**Work to be completed:**
Print the range of lines that opens with the line containing "Target: small bead" and closes with the last line of the listing. Include both ends; print nothing more.

**Dataset records:**
— BEGIN —
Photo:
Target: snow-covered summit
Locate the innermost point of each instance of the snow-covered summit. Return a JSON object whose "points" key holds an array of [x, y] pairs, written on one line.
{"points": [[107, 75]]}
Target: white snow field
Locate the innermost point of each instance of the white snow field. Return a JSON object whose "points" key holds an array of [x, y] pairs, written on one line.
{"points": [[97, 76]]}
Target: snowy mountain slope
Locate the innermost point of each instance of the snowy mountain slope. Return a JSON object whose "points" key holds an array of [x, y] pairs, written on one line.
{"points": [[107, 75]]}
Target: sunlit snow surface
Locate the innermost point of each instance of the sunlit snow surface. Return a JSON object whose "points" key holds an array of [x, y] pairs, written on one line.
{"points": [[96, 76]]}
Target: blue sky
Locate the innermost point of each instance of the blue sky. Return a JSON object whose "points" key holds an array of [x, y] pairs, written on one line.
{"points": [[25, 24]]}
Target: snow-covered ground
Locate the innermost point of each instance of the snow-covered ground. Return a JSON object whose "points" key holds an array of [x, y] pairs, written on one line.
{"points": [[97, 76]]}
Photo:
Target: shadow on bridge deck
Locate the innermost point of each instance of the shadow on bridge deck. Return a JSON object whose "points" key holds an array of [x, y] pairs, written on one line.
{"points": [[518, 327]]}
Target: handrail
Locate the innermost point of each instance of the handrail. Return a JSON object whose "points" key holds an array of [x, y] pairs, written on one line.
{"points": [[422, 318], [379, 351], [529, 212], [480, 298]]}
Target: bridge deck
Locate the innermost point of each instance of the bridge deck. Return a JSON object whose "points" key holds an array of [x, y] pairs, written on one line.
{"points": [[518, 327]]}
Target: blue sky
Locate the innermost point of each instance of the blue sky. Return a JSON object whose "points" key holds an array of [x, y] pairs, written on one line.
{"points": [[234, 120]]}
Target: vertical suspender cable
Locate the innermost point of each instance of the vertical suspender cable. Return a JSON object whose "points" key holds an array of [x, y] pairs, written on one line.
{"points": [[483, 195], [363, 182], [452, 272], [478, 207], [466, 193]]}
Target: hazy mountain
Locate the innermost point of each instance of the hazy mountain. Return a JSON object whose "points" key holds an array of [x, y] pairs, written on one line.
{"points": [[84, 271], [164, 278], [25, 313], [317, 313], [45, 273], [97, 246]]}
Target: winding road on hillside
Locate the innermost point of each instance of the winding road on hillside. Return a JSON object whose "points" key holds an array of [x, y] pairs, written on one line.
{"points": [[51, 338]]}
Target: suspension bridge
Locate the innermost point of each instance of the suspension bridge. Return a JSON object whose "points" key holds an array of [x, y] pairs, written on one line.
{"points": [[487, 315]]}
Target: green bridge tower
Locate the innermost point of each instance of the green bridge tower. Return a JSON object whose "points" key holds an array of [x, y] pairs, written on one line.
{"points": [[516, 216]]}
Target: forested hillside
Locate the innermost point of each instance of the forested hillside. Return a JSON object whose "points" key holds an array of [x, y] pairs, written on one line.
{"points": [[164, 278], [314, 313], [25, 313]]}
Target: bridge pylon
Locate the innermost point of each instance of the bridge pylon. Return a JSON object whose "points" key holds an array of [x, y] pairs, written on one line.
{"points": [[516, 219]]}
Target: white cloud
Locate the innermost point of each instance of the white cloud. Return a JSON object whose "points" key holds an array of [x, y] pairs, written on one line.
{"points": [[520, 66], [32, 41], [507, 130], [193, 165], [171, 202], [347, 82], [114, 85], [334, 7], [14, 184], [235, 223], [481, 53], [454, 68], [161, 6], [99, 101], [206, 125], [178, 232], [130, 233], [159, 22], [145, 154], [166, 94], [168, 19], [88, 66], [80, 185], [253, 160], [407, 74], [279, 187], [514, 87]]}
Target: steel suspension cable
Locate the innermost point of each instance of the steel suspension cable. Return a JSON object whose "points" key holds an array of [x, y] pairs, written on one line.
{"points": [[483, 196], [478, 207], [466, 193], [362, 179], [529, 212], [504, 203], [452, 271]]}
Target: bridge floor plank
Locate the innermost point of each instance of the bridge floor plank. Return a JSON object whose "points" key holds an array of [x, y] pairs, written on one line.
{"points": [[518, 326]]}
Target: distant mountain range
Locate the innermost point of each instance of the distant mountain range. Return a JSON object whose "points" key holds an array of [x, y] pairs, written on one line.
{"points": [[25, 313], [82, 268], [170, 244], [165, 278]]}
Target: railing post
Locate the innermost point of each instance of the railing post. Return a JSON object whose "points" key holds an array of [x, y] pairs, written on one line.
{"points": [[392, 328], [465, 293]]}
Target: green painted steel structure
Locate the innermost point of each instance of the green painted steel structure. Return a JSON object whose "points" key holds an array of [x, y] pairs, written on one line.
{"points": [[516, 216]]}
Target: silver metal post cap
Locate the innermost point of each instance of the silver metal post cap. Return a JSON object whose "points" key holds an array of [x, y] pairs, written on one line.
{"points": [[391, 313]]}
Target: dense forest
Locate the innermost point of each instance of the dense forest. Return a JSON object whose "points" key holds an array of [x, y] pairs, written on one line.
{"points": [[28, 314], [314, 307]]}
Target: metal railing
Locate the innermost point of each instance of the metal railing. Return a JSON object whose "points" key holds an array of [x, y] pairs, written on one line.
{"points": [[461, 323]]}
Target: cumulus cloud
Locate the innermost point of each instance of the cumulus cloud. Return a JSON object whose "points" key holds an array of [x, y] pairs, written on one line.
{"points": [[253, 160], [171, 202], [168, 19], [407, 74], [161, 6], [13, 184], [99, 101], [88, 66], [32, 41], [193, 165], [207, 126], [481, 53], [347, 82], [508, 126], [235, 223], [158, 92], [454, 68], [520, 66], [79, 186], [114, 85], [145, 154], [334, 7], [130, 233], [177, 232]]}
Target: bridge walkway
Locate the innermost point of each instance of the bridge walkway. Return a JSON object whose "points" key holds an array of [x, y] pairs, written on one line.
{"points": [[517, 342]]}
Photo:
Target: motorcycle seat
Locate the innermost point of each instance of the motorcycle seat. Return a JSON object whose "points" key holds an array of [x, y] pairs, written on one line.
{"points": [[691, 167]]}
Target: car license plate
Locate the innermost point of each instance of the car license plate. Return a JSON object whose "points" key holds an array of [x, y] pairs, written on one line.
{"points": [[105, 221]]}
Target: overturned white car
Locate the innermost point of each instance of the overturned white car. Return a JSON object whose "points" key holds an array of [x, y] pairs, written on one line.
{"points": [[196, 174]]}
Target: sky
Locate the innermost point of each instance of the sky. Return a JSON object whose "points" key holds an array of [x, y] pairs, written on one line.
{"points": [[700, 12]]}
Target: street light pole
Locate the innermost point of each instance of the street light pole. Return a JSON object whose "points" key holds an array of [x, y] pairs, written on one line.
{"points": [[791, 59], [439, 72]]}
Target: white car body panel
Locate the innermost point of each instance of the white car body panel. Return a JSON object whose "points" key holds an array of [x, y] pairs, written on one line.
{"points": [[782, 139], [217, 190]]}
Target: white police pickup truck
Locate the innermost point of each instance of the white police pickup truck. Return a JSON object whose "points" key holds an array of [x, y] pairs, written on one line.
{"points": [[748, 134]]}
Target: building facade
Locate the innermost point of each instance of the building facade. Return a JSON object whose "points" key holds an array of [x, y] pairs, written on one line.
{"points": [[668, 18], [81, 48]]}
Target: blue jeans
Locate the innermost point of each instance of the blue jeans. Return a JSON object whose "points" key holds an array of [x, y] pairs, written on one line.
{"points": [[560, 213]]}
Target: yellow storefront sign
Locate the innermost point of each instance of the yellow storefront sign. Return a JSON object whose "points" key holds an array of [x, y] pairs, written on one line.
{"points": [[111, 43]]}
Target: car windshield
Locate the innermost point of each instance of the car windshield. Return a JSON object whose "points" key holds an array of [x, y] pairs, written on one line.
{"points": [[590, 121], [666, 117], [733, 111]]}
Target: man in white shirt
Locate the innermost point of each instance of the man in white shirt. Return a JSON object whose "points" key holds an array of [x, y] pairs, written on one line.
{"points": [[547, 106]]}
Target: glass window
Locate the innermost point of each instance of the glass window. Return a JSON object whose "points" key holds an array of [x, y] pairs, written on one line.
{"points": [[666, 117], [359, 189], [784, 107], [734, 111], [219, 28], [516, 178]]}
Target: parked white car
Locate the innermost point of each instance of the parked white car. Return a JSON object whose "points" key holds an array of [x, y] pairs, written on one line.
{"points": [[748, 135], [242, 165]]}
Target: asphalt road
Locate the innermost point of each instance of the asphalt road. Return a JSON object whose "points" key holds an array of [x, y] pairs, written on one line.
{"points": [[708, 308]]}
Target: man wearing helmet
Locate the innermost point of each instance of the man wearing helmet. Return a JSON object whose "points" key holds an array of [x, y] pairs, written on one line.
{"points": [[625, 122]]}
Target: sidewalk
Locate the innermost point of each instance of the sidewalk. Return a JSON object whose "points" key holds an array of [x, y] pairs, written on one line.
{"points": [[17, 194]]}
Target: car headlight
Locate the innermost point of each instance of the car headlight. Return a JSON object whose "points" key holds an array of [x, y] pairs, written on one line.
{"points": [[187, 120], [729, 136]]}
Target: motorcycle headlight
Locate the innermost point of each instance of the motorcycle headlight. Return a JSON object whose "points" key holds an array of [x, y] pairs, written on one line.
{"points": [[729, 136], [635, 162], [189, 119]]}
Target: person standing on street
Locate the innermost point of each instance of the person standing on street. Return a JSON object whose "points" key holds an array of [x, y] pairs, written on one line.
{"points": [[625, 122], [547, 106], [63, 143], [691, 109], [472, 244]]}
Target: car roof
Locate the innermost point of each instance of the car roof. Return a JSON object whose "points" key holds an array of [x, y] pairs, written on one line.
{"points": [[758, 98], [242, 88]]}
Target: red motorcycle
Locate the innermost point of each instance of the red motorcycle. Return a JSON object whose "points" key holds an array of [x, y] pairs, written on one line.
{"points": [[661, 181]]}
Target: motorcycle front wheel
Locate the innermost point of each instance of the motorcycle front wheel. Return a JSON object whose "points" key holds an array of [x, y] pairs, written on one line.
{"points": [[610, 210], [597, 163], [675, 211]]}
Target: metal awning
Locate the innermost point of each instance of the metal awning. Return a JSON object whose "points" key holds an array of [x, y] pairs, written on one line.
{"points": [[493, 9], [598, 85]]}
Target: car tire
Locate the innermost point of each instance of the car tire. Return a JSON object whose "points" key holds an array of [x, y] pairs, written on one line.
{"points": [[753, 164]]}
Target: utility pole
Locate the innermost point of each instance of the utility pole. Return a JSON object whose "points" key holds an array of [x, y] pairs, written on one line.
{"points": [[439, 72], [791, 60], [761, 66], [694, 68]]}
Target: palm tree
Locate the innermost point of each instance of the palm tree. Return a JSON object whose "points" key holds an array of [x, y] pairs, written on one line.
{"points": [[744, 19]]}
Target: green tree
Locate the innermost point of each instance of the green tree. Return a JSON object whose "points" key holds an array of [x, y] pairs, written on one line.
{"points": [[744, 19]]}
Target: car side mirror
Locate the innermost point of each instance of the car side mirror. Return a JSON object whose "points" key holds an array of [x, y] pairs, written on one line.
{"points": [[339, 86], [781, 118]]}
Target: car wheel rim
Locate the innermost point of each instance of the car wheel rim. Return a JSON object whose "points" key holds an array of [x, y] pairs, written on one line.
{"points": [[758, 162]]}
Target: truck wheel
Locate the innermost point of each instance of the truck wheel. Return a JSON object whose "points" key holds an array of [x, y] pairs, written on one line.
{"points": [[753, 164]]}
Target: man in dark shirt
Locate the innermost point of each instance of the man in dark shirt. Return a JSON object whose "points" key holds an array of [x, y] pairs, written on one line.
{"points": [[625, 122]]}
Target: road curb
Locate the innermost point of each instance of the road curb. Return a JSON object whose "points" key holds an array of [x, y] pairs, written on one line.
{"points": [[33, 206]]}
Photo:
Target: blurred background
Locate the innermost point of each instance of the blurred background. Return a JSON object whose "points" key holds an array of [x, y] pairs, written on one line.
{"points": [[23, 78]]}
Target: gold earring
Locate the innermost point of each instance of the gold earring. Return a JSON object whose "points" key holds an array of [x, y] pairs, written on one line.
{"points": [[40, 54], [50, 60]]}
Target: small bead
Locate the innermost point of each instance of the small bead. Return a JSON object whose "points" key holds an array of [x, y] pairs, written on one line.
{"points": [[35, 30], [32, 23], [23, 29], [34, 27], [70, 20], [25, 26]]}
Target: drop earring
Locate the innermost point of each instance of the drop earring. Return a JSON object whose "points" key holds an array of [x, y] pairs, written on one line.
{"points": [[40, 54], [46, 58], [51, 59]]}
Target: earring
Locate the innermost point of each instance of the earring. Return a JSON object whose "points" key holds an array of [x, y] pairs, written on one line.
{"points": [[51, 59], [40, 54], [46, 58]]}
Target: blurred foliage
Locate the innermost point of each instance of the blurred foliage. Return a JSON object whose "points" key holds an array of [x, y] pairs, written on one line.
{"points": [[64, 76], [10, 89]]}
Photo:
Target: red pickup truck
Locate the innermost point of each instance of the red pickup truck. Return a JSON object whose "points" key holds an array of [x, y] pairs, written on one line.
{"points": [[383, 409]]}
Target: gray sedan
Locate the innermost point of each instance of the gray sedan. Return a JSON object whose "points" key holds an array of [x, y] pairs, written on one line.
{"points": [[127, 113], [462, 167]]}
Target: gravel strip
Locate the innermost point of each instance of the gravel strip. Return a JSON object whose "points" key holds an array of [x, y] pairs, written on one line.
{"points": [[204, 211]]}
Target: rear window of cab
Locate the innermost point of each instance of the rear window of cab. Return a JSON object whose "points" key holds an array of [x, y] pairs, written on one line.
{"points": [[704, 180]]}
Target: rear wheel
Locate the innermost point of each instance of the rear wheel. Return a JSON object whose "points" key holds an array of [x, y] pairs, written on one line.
— END —
**Result of the task:**
Target: small bead
Locate the innermost point of each instance of the small bead. Return a JSON object whose "points" key holds an array of [x, y] pairs, written on one line.
{"points": [[35, 30], [32, 23], [23, 29], [34, 27], [70, 20], [25, 26]]}
Target: drop earring
Locate the innermost point of each instance of the drop earring. Return a JSON object whose "points" key holds an array of [x, y] pairs, written on one line.
{"points": [[40, 54], [46, 58], [51, 59]]}
Target: earring
Locate the innermost point of each instance of the earring. Return a JSON object whose "points" key holds an array of [x, y] pairs, written on one line.
{"points": [[51, 59], [40, 54], [46, 58]]}
Target: blurred foliage
Locate the innermost point of each instance of the blurred foliage. Return a JSON object whose "points" key holds an array of [x, y] pairs, written on one line.
{"points": [[64, 76], [10, 89]]}
Photo:
Target: red pickup truck
Locate the innermost point of each instance of the red pickup truck. Return a JSON object whose "points" key holds an array of [x, y] pairs, written on one line.
{"points": [[383, 409]]}
Target: gray sedan
Locate the innermost point of each instance of the gray sedan. Return a JSON object whose "points" key holds an array of [x, y] pairs, written on one line.
{"points": [[127, 113], [462, 167]]}
Target: gravel strip
Locate the innermost point of each instance of the gravel strip. Return a JSON object whose "points" key holds an array of [x, y] pairs, written on one line.
{"points": [[204, 211]]}
Target: rear window of cab
Locate the innermost point of each instance of the rear window of cab. Return a JSON object whose "points" key holds an array of [x, y] pairs, written on one line.
{"points": [[704, 180]]}
Target: rear wheel
Locate the innermost point of each instance of the rear wheel. Return a JSON object whose "points" key holds an array of [x, y] pairs, written on one line.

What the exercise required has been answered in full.